Quem me conhece sabe que eu geralmente durmo muito pouco. Se você me enviar um e-mail às 3 da manhã, horário aqui de Austin, certamente irá receber uma resposta minha em menos de 10 minutos. Em média, eu durmo de 3 a 4 horas por noite. Isso é ruim? Resposta óbvia: SIM. Várias pesquisas mostram que dormir pouco tem um impacto enorme no nosso funcionamento normal, principalmente na execução de tarefas cognitivas: a memória é pior, atenção é pior, etc. Pesquisas mostram, por exemplo, que pessoas que dormem pouco não tomam decisões apropriadas e são mais inflexíveis. O interessante, no entanto, é que existe uma idéia geral de que pessoas que dormem pouco se tornam mais agressivas. Às vezes sou mais ríspido com alguém e sempre me falam: “nossa, você está precisando dormir. Está numa grosseria danada.”

*TRECHOS DAS ENTRADAS*.

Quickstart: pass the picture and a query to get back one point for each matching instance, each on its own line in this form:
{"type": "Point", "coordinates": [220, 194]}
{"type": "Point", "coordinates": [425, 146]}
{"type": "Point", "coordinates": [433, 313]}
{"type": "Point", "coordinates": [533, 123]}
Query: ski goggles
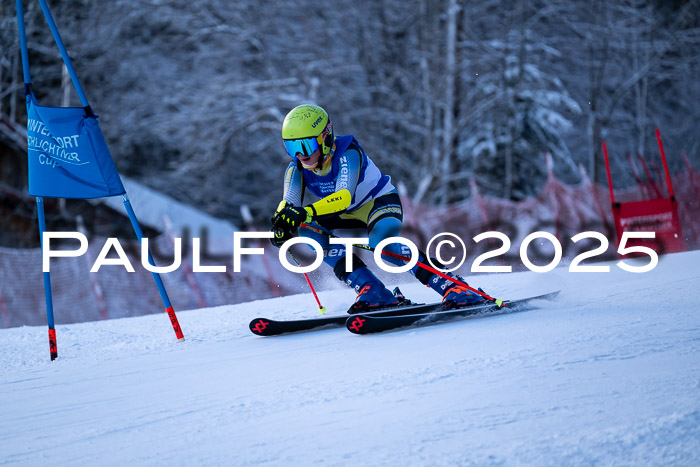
{"type": "Point", "coordinates": [304, 146]}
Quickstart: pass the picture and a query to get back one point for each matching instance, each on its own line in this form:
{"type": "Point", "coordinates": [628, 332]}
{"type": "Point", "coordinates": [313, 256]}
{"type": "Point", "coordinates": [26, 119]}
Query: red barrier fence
{"type": "Point", "coordinates": [559, 209]}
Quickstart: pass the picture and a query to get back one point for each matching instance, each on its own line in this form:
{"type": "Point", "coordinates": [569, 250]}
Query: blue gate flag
{"type": "Point", "coordinates": [68, 156]}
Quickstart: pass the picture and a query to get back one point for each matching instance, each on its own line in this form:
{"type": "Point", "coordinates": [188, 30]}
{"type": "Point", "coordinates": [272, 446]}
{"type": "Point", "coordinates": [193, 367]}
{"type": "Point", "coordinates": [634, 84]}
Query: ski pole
{"type": "Point", "coordinates": [321, 308]}
{"type": "Point", "coordinates": [404, 258]}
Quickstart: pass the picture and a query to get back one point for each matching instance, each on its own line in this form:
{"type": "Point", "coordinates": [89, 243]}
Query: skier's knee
{"type": "Point", "coordinates": [423, 275]}
{"type": "Point", "coordinates": [339, 268]}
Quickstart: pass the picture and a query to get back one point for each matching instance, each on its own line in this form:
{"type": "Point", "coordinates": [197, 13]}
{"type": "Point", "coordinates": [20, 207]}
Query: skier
{"type": "Point", "coordinates": [353, 193]}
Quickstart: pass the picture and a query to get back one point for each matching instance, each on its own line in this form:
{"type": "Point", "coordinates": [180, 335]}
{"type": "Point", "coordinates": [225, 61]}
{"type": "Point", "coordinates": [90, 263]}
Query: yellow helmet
{"type": "Point", "coordinates": [305, 129]}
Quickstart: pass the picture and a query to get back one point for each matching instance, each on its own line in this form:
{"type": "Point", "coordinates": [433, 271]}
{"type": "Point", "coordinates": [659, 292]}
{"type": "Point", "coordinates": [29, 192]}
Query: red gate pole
{"type": "Point", "coordinates": [663, 159]}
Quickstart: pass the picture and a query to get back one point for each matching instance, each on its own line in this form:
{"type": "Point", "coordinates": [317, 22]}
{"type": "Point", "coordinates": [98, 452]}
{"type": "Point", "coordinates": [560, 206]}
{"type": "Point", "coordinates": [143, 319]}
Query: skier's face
{"type": "Point", "coordinates": [310, 160]}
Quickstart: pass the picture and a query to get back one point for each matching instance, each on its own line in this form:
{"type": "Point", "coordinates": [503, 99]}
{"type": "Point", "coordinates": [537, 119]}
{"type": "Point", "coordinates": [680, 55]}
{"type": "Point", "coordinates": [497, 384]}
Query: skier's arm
{"type": "Point", "coordinates": [291, 215]}
{"type": "Point", "coordinates": [345, 186]}
{"type": "Point", "coordinates": [293, 185]}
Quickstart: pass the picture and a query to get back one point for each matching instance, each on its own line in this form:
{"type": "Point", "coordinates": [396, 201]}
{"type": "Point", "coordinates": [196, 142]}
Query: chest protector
{"type": "Point", "coordinates": [371, 183]}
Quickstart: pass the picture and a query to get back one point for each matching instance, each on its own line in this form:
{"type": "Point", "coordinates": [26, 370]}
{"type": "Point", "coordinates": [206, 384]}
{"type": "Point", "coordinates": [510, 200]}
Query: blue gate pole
{"type": "Point", "coordinates": [159, 282]}
{"type": "Point", "coordinates": [66, 58]}
{"type": "Point", "coordinates": [53, 347]}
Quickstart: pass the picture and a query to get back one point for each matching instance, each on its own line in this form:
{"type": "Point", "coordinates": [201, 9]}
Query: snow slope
{"type": "Point", "coordinates": [609, 374]}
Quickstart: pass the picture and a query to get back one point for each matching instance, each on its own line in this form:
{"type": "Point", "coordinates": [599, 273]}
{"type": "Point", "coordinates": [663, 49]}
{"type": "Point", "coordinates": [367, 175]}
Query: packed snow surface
{"type": "Point", "coordinates": [609, 373]}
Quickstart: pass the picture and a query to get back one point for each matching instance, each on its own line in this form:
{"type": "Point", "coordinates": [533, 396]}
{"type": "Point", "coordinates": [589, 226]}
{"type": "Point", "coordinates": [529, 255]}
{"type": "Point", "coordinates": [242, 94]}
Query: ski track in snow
{"type": "Point", "coordinates": [607, 374]}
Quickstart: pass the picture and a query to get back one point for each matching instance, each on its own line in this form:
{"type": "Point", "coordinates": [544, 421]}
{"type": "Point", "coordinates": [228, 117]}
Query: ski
{"type": "Point", "coordinates": [271, 327]}
{"type": "Point", "coordinates": [366, 323]}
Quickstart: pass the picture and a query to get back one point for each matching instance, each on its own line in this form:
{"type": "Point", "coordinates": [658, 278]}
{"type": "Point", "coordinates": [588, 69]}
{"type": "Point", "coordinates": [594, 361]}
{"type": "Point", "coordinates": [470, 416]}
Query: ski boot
{"type": "Point", "coordinates": [372, 294]}
{"type": "Point", "coordinates": [454, 295]}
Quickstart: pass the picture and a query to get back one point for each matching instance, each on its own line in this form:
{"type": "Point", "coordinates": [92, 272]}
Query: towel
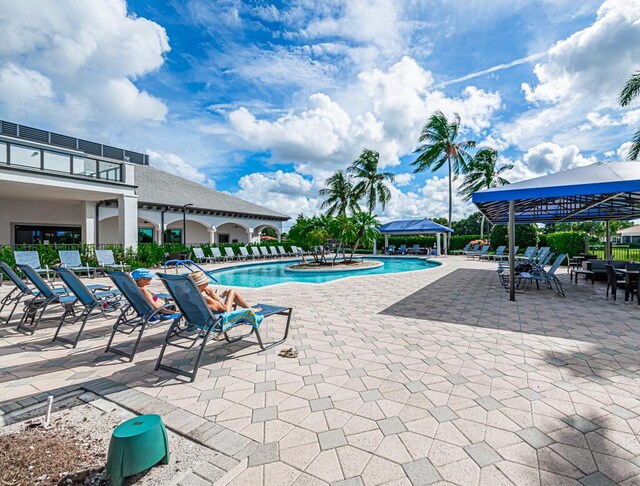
{"type": "Point", "coordinates": [240, 316]}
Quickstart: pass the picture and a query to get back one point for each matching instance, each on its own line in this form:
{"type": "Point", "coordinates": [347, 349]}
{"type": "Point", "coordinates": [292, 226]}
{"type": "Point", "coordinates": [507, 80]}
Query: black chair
{"type": "Point", "coordinates": [613, 281]}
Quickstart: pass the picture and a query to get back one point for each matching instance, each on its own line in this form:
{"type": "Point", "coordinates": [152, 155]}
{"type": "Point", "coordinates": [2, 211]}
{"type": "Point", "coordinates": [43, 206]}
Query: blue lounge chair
{"type": "Point", "coordinates": [32, 259]}
{"type": "Point", "coordinates": [199, 322]}
{"type": "Point", "coordinates": [82, 305]}
{"type": "Point", "coordinates": [71, 259]}
{"type": "Point", "coordinates": [137, 315]}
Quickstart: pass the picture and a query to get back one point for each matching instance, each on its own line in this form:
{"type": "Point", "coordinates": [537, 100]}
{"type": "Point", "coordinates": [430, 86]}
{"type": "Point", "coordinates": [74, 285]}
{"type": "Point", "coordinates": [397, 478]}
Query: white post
{"type": "Point", "coordinates": [90, 222]}
{"type": "Point", "coordinates": [128, 221]}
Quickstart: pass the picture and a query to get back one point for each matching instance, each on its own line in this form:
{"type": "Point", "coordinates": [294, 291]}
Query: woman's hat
{"type": "Point", "coordinates": [142, 273]}
{"type": "Point", "coordinates": [199, 278]}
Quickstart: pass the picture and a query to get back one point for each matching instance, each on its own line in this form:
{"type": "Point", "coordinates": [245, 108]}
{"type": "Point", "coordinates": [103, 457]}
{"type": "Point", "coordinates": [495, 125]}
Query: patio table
{"type": "Point", "coordinates": [629, 277]}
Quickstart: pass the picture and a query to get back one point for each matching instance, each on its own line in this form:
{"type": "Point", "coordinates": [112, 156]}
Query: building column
{"type": "Point", "coordinates": [89, 223]}
{"type": "Point", "coordinates": [128, 221]}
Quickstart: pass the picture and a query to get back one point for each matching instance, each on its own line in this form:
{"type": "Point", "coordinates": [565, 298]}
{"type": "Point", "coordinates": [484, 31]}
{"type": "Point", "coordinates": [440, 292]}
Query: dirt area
{"type": "Point", "coordinates": [73, 449]}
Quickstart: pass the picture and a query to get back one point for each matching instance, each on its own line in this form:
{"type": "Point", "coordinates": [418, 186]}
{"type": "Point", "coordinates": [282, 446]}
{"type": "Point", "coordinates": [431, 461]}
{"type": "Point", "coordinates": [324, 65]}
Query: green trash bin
{"type": "Point", "coordinates": [136, 445]}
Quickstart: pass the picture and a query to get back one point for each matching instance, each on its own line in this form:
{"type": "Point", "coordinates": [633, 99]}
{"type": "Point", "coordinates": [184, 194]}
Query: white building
{"type": "Point", "coordinates": [59, 189]}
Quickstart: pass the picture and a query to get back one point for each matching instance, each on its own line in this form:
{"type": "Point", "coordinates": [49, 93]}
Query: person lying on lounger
{"type": "Point", "coordinates": [143, 277]}
{"type": "Point", "coordinates": [218, 303]}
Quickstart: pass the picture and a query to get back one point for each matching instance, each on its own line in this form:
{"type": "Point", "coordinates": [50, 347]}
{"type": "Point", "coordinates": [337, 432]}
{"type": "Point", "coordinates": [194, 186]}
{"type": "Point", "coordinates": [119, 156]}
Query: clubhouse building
{"type": "Point", "coordinates": [59, 189]}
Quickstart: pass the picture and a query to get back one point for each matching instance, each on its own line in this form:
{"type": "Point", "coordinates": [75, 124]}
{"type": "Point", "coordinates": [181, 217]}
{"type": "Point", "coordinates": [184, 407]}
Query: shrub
{"type": "Point", "coordinates": [569, 242]}
{"type": "Point", "coordinates": [526, 235]}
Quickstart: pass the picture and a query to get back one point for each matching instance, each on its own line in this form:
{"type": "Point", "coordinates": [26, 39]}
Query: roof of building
{"type": "Point", "coordinates": [162, 188]}
{"type": "Point", "coordinates": [631, 230]}
{"type": "Point", "coordinates": [413, 226]}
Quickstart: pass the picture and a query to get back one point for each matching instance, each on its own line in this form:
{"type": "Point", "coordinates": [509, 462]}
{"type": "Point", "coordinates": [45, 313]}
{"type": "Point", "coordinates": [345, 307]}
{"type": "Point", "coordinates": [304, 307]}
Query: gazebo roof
{"type": "Point", "coordinates": [413, 227]}
{"type": "Point", "coordinates": [597, 192]}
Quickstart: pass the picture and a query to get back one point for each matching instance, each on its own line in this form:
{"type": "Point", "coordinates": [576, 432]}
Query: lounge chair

*TAREFA PROPOSTA 1*. Liste os efeitos específicos de dormir pouco que, de acordo com o texto sobre o sono, as pesquisas mostram.
*TAREFA PROPOSTA 2*.
Responda com base no texto sobre o sono:
(a) Em que cidade fica quem escreve?
(b) Quantas horas quem escreve dorme, em média, por noite?
(c) Em quanto tempo chega a resposta a um e-mail enviado às 3 da manhã?

*RESPOSTA COMPLETA 1*.
- A memória fica pior.
- A atenção fica pior.
- As pessoas não tomam decisões apropriadas.
- As pessoas ficam mais inflexíveis.

*RESPOSTA COMPLETA 2*.
(a) Em Austin.
(b) De 3 a 4 horas.
(c) Em menos de 10 minutos.